**Assignment:** The expected answer is every line of the material, reproduced exactly.
The data section start
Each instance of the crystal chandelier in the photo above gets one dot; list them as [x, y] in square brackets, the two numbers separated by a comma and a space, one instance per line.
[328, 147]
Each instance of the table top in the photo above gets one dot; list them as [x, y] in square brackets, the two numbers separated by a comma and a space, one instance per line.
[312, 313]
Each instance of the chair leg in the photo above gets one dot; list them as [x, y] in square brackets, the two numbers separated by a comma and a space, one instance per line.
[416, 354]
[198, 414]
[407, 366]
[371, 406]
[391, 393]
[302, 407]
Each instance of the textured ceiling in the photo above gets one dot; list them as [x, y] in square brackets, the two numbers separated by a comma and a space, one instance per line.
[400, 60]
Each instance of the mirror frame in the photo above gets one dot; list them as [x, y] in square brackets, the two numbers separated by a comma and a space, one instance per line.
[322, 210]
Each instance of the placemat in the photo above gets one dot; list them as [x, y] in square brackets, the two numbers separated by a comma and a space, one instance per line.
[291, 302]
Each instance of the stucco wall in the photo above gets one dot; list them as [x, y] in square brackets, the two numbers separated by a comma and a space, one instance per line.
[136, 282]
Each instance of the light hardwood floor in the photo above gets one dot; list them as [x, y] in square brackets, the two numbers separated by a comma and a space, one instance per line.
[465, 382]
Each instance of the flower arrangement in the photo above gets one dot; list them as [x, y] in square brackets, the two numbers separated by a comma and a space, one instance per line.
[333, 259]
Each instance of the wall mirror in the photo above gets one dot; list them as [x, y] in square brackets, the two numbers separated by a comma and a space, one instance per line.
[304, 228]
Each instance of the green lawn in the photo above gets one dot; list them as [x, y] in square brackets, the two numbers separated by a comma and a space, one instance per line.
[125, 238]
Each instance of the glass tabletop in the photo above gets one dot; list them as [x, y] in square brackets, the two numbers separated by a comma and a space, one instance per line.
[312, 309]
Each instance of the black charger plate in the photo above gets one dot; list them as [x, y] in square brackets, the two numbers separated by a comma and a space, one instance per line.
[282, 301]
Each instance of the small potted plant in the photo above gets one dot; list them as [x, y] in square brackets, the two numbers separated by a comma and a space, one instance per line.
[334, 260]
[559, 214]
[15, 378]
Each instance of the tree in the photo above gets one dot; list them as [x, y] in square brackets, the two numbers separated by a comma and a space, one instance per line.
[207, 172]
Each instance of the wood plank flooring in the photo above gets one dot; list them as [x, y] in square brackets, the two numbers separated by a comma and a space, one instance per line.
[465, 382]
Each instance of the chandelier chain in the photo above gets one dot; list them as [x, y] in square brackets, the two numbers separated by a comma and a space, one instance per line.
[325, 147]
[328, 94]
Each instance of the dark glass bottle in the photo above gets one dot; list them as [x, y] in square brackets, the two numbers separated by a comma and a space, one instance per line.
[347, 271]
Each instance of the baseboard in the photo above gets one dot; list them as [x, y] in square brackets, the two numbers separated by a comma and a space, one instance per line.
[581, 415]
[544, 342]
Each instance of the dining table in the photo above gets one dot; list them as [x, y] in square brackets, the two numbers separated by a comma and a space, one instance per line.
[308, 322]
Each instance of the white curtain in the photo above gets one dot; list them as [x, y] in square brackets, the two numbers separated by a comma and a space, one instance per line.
The data section end
**Answer for the task:**
Each instance of the crystal chandelier in the photo above gets one dot; list them as [x, y] in square brackets, the two numbers separated by a comma and a space, one instance per line.
[328, 147]
Each instance of the table top in the photo above gets one dot; list them as [x, y] in square brackets, the two numbers separated by a comma and a space, one instance per line.
[312, 313]
Each instance of the chair leg in the photo above gets one dot; list them as [x, y] in square brackets, the two numbers separated by a comma and a space, one instance per line.
[416, 354]
[198, 414]
[407, 366]
[371, 406]
[391, 393]
[302, 407]
Each instance of the textured ceiling in the photo above gets one dot; list them as [x, y] in square brackets, the two numbers separated by a comma and a space, one instance per line.
[400, 60]
Each instance of the mirror frame in the photo above gets one dot; list them as [x, y] in square brackets, the two numbers separated by a comma and a space, one instance per line.
[322, 210]
Each instance of the placemat in the photo above gets one dot; list them as [x, y] in square brackets, the two numbers separated by a comma and a space, one instance per line.
[291, 302]
Each instance of the stucco wall in the photo above gets one dot; list them as [x, y] in square brackets, the two numbers separated by a comma and a space, one instance per line.
[136, 282]
Each instance of the light hardwood floor in the photo above gets one dot; list them as [x, y] in square brackets, the two numbers separated by a comma and a space, one instance per line.
[465, 382]
Each instance of the flower arrangement in the photo above gets one dot; list them as [x, y] in square brackets, the two numbers separated by a comma and a space, one instance per line.
[333, 259]
Each instance of the wall mirror in the photo above gets one dot; list them as [x, y] in square brackets, the two numbers separated by a comma and a space, one instance per line.
[304, 228]
Each instance of the green lawn in the photo above gets one dot; list them as [x, y] in square brackets, the two numbers separated by a comma and a space, one instance per line.
[125, 238]
Each instance of the glass tabletop in the photo above gets one dot; list them as [x, y] in square brackets, the two numbers separated by a comma and a space, one instance per line.
[312, 309]
Each instance of the black charger plate in the photo above gets one dot; list them as [x, y] in square brackets, the two numbers separated by a comma and a space, one instance per line.
[282, 301]
Each instance of the small potted plant in the photo above gets one dot; list them as [x, y] in square brackets, the two numbers separated by a comma and a space, one instance per line.
[334, 260]
[559, 214]
[15, 378]
Each instance of the tree in the photo above gets one dot; list them as [x, y] in square brackets, the two numbers separated by a comma and a space, one instance per line.
[207, 172]
Each instance of the wood plank flooring in the photo above gets one dot; list them as [x, y] in square brackets, the two numbers separated by a comma and a space, one instance per line.
[465, 382]
Each instance of the chandelier chain in the photo above gets one dot; list them as [x, y] in square brackets, the two numbers separated by a comma and a space, one instance per line.
[325, 147]
[328, 94]
Each instance of the dark glass bottle in the photo above gets one dot; list them as [x, y] in square brackets, the two numbers separated by a comma and a space, one instance per line.
[347, 271]
Each instance of the baseboard in the photo above gets one dot; list them as [x, y] in square brackets, the two numbers separated by a comma and a space, one instance per line.
[581, 415]
[544, 342]
Each instance of the dining table in the photo above gets one dot; list them as [x, y] in square brackets, the two numbers separated by a comma and a space, one instance per line.
[308, 322]
Each instance of the white curtain in the photo above gets one dot; list them as [x, y] in square brackets, the two numbers separated by a comma and a space, one instance per line.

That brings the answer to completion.